▸ O que fazer
No trecho sobre Bolsonaro, Trump e a imprensa, o que não existe num regime fascista?

▸ Trecho do documento
· · ·

R. No sentido mais concreto e no sentido mais histórico trata-se de uma estratégia típica do fascismo para substituir a realidade com propaganda, isto é, com as mentiras mais evidentes. Isso tem a ver com a política da fé, então o que diz Bolsonaro acaba se tornando um artigo de fé e não tanto algo que tenha a ver com a realidade. Outra questão sobre Bolsonaro é que ele tende a se basear muito no que Trump faz. Ele diz coisas que Trump já disse em algum momento, como a referência sobre as supostas fraudes em sua própria vitória. Trump dizia que ganhou no voto popular, o que não aconteceu. E vemos a mesma estratégia com o coronavírus. Parece haver um delay: Trump dizia que era uma fantasia, e Bolsonaro segue repetindo isso —enquanto Trump parece se afastar um pouco dessa ideia. A mesma coisa acontece com a imprensa, tratada por Trump como inimiga do povo. O problema é que a imprensa independente precisa reportar com evidência, e esse mero ato implica um desafio a essas políticas de propaganda de governos extremistas. O mero ato de perguntar ou de pedir evidências significa um desafio a essas tendências autoritárias. Quando diz que uma pandemia é uma fantasia, não existe algo intermediário. Para os jornalistas não pode haver duas versões da realidade. Não existe dois lados, existe um personagem mentindo baseado na fantasia e no mito, e por outro lado está a realidade. E por isso a imprensa é tratada como inimiga... Num regime fascista não existe imprensa independente, apenas fantasia e propaganda.

· · ·

▸ Bloco de dados
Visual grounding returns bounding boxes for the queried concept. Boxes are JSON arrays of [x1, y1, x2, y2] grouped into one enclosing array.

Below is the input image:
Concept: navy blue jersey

· · ·

▸ Resultado do exercício
Não existe imprensa independente, apenas fantasia e propaganda.